▶ [Your objective]: Reproduce the data below verbatim, starting at the line that contains "Where can the suit jacket button" and continuing through the final line of the data, with both of those lines included.

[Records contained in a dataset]
--------------------------------------------------
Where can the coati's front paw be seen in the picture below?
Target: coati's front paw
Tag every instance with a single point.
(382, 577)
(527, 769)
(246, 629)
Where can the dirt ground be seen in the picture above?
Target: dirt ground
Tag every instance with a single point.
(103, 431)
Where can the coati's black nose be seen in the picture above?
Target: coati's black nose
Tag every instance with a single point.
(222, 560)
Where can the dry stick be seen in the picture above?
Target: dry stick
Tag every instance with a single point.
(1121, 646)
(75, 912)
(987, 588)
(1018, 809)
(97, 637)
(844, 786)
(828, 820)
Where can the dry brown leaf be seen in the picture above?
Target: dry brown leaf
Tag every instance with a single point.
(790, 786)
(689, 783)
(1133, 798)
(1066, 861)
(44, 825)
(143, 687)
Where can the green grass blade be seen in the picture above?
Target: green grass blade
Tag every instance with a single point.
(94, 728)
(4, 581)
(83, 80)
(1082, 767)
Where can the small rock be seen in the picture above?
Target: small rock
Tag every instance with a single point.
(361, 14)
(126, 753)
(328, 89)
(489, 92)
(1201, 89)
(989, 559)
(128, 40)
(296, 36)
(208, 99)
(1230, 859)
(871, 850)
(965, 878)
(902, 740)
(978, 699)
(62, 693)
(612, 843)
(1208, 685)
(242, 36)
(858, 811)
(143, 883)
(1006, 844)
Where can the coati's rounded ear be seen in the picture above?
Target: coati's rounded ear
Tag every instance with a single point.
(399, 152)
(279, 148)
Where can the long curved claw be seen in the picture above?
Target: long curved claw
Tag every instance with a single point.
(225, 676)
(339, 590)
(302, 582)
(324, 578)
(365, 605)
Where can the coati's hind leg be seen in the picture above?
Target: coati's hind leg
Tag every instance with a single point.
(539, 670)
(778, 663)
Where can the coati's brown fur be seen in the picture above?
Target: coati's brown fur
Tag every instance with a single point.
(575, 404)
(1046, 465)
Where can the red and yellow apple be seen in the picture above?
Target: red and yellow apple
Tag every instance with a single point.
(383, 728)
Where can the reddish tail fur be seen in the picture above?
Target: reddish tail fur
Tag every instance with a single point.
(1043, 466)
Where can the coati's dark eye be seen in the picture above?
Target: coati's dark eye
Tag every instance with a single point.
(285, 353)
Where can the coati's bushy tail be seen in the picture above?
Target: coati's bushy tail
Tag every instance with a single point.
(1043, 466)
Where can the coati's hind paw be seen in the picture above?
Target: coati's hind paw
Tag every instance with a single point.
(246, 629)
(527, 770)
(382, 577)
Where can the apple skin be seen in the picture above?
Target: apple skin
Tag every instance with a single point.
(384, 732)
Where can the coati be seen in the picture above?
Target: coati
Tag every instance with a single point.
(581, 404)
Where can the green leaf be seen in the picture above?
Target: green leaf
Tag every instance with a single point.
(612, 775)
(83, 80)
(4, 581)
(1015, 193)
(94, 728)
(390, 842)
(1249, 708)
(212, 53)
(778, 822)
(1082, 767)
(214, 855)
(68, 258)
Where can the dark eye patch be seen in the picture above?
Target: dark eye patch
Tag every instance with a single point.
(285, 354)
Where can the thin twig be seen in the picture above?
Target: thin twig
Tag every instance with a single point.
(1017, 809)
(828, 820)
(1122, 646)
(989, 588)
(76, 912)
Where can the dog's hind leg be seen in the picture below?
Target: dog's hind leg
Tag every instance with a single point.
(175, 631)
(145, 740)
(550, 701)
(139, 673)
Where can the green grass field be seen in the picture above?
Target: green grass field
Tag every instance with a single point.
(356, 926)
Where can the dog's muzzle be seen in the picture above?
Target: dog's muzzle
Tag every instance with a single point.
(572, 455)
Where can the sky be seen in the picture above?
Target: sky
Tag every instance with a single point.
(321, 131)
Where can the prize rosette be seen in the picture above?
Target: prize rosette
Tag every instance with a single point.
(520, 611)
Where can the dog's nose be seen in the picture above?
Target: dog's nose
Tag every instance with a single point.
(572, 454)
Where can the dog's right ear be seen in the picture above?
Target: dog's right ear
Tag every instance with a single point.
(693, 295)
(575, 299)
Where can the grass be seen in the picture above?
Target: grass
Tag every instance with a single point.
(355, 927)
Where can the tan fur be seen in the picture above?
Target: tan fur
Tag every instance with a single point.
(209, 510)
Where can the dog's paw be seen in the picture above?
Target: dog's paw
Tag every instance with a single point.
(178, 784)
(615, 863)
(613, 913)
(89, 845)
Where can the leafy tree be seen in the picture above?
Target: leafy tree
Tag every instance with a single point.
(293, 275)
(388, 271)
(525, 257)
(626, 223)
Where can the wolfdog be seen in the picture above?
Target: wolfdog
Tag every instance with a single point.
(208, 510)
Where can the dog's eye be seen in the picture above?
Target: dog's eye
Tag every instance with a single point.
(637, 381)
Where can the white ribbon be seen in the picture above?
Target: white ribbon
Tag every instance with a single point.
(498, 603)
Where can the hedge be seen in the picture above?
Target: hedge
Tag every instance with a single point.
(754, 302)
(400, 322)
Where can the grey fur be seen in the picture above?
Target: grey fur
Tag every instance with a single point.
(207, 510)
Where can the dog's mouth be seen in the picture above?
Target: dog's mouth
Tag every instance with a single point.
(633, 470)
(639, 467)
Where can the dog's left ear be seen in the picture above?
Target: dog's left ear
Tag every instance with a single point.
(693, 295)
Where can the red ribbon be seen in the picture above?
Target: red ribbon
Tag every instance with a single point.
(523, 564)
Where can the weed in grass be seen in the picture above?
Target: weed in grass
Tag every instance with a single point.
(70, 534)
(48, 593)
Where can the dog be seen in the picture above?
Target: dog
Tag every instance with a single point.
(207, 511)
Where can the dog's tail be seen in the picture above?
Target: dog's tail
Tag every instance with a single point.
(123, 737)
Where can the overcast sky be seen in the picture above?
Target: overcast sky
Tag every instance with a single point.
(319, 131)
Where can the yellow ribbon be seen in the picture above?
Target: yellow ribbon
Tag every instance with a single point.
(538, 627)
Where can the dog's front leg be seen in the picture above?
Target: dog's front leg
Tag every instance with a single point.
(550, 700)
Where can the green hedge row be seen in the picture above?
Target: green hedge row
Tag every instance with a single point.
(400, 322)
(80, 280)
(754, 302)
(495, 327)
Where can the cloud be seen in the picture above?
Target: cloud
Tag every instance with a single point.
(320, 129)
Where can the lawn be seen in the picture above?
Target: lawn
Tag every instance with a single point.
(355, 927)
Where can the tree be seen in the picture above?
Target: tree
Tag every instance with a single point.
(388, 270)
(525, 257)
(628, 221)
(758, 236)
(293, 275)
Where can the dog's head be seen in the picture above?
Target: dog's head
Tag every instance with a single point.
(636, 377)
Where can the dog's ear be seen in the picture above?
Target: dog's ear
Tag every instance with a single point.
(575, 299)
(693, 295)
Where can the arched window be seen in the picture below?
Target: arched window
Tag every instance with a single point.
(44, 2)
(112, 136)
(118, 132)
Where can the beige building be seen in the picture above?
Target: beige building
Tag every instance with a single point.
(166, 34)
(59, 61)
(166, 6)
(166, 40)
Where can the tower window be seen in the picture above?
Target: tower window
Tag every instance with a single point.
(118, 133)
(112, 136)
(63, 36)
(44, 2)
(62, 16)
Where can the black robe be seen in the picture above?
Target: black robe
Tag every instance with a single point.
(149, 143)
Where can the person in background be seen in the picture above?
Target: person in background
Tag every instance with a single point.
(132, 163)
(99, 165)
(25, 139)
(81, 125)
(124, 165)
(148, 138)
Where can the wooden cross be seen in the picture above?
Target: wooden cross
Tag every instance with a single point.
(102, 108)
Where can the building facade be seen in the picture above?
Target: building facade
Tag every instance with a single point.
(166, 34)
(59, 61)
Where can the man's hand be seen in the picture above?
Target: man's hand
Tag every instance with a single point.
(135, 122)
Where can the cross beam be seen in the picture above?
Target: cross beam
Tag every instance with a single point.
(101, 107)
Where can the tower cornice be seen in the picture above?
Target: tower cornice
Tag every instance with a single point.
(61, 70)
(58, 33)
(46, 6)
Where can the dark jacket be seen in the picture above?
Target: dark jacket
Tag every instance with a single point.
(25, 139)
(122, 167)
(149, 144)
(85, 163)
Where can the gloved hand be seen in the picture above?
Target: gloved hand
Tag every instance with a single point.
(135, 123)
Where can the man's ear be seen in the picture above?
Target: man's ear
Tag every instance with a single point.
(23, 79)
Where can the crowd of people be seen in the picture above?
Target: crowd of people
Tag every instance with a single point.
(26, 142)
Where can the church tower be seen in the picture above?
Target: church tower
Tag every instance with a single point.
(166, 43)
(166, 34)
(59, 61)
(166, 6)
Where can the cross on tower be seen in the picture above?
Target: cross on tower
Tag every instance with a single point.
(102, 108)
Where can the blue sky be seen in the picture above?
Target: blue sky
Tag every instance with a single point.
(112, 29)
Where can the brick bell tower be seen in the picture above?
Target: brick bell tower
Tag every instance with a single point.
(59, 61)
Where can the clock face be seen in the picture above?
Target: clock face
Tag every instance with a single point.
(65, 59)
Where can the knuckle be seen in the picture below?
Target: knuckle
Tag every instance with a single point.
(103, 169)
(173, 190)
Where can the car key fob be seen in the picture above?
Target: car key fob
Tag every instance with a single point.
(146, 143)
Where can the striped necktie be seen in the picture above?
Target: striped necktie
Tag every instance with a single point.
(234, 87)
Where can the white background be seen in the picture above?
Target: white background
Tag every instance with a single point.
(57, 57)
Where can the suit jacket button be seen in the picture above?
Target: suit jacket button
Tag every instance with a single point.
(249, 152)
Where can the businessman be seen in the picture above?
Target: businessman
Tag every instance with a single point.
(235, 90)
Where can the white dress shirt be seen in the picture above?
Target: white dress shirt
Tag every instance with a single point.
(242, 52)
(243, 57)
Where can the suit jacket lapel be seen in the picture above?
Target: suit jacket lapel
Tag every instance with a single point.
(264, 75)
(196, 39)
--------------------------------------------------
▶ [Answer]:
Where can the suit jacket button be seen in the picture above?
Target: suit jacket button
Tag every instance with a single point.
(249, 152)
Where can the businessman be seen in the picture above?
Target: businessman
Tag every instance with a single point.
(235, 90)
Where can the white dress shirt be seen in the picture above?
Target: white dress shirt
Tag every instance with a single point.
(242, 52)
(243, 57)
Where can the suit jacket lapel be seen in the picture above?
Target: suit jacket lapel
Tag every instance with a single point.
(264, 75)
(196, 39)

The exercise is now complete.